November: The Odd Duck Month of Gardening
By Maureen O’Connell
I see the changing seasons through my gardens. A garden is about a journey through nature and how it can make a person very humble, for along that journey, one can experience new ideas, confidence or thought-provoking mistakes, flexibility, sentimentality, and the need to accept change and move forward. A garden is a dynamic, ever-changing medium that includes both practical considerations—sowing, planting, pruning, maintenance, etc.—and aesthetic elements—light, perfume, balance, structure, textures, and more.
People often ask me where I get my ideas for my garden articles. Sometimes I get inspiration from some article I might read in a newspaper, magazine, or book, but most of the time I find it in my daily walks through my gardens with two faithful Labs, Sam and Tom. Every month uncovers new growth, new plant problems, new colors, new scents, and new ideas, from January with thoughts for the New Year to December with holiday themes and remembrances of gardens past.

▸ **What to do**
Continue the essay on November as the odd month of the gardening year, beginning immediately after its final sentence.

▸ **Collected data**
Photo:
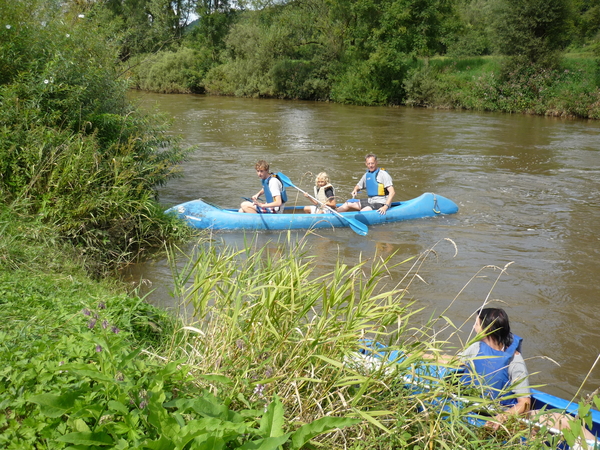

▸ **Answer for this exercise**
November is an odd duck month. The frosts can be killing, but not severe enough to blacken the leaves of the rosemary and lavender plants. A dahlia bloom, a small Knock-Out red rose bud, and a well-hidden Endless Summer bright blue flower head might escape the chilling frost and live for another day. In November, the garden is winding down, getting ready for its annual hibernation, but it is far from desolate. One must retrain one’s eye to see beauty in new forms and textures. With the abundant and extravagant colors of summer gone, trees and shrubs take on a new role; the evergreens, magnolias, and hollies command your undivided attention. Overnight, the once tall and sturdy dahlia stems look like skeletons of their former selves. Sepia tones, grays, and browns replace the vibrant greens of mid-summer and the hot orange, red, and yellow colors of autumn.
Now before you head for the comfy chair by the fireplace, there are November garden chores to take care of.
For those souls who love to mow lawns, now is probably your last chance. Mow to about one and a half inches to two inches in height. Save any of the leaves chopped by the mower. They make great compost or mulch. Every year I spread the chopped leaves on my flower beds. You can also buy bags of Leaf Gro in stores. It is an amazingly good soil additive. Dig up and discard dead annuals. They will not regrow next season and they look quite messy.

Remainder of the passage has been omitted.